• [Work to complete]: Transcribe the items below verbatim, from the line containing "Objective — for every instance of the textured" through the end of the items, both ends included.

[Point annotation items]
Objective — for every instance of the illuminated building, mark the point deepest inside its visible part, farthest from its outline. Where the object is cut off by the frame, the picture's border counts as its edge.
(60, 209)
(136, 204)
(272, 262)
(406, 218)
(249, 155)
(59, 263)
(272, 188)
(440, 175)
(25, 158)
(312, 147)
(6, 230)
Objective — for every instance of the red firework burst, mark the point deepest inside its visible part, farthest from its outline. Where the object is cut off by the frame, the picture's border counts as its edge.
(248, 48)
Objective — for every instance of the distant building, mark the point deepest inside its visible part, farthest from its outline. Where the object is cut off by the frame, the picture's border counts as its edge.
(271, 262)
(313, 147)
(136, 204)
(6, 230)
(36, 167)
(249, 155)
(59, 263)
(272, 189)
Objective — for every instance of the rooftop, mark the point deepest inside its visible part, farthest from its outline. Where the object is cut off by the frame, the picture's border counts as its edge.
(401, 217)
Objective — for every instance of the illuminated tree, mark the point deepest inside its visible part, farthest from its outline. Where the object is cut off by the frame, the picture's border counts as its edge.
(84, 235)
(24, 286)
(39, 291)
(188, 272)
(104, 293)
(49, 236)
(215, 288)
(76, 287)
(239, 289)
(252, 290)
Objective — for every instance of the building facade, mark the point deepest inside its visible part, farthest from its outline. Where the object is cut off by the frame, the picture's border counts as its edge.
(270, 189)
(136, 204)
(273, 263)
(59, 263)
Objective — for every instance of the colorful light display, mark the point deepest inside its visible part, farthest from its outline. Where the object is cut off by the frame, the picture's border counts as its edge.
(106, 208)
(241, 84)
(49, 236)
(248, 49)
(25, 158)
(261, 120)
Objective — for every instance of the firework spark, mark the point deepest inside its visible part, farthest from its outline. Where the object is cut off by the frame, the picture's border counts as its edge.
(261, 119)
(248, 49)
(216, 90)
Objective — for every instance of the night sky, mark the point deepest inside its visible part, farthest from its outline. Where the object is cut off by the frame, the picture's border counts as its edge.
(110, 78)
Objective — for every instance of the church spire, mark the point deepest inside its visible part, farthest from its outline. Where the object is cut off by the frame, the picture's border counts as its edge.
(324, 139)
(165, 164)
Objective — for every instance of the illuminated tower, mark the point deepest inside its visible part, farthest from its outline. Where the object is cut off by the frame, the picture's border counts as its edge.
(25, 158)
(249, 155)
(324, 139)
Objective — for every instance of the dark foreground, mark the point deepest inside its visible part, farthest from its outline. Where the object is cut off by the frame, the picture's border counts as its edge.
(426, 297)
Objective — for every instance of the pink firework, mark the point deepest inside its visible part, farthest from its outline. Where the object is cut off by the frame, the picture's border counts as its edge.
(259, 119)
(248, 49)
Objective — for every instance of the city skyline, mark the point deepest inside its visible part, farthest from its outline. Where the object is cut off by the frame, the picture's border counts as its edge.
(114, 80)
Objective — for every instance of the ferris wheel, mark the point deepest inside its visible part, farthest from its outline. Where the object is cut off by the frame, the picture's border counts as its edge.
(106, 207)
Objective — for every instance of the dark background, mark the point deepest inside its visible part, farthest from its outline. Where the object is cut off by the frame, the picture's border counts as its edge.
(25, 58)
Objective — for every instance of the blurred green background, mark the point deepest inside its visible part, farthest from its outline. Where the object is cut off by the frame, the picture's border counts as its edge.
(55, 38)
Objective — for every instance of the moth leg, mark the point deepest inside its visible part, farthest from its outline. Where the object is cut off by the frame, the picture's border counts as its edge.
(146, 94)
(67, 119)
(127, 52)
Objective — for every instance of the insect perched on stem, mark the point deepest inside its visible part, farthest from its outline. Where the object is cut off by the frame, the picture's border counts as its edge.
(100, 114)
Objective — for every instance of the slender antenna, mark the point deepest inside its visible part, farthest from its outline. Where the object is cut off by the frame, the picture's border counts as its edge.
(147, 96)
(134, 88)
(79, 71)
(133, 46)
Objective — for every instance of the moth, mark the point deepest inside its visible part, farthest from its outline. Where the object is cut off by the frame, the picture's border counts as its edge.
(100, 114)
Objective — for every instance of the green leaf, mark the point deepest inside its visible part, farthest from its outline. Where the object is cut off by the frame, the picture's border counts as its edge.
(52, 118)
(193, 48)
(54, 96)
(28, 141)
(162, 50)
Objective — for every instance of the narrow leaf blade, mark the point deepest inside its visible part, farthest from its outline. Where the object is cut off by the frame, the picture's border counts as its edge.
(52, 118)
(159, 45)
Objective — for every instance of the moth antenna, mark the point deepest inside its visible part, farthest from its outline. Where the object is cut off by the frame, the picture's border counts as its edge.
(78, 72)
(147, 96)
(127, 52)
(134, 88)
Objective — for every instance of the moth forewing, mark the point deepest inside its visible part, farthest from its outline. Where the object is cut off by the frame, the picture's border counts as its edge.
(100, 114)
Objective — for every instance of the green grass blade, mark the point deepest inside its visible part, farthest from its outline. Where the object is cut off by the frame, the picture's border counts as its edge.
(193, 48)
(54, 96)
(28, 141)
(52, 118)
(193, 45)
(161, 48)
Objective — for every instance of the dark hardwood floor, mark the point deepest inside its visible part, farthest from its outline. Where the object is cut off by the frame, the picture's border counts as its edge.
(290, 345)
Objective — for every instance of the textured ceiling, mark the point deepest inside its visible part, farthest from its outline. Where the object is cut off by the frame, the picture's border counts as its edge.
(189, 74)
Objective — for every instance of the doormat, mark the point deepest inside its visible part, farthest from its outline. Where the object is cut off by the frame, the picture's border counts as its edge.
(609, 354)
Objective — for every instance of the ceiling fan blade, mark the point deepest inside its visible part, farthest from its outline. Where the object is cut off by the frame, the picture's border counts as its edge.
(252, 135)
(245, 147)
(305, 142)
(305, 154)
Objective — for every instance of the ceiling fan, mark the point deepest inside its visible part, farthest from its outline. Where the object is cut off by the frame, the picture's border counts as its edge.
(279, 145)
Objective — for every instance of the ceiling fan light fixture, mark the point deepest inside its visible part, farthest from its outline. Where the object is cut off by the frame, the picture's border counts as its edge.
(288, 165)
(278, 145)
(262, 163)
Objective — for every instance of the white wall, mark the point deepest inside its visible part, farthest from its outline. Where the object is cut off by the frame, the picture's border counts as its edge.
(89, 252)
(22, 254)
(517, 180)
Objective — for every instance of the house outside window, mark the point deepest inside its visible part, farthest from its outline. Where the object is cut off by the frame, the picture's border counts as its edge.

• [Finished answer]:
Objective — for every instance of the textured ceiling, mark the point deepest inside its visible part, farthest from its outline. Where the object is cut off by the frame, the picture's border counts as its edge.
(189, 74)
Objective — for every instance of the doormat, mark the point deepest inside its visible part, farthest from its outline. Where the object is cut off by the frame, the picture's border counts as its edge.
(609, 354)
Objective — for every instance of the ceiling fan blade, mark the point deepest inside its visible part, farthest from its outline. Where the object is cut off by the frame, the picture's border counts as its edge.
(252, 135)
(245, 147)
(305, 142)
(305, 154)
Objective — for every instance of the ceiling fan, mark the point deepest inside its visible part, farthest from its outline. Where the object is cut off by the frame, the picture's border counts as its edge.
(279, 145)
Objective — for every instance of the ceiling fan light fixture, mark the point deepest inside its visible part, farthest from its outline. Where the object is cut off by the frame, the picture's border counts as its edge.
(288, 165)
(278, 145)
(262, 163)
Objective — for every instance of the white wall, mark the point deepest inside its visible part, farthest from its outline. Where the object is cut off by the frame, the picture's border counts as its edge.
(89, 252)
(22, 254)
(517, 180)
Objective — for every instance of the house outside window, mark the point deepest inside its visible part, farthest from its outline. Where the object is cut off by the frame, the picture's border counts as its edge.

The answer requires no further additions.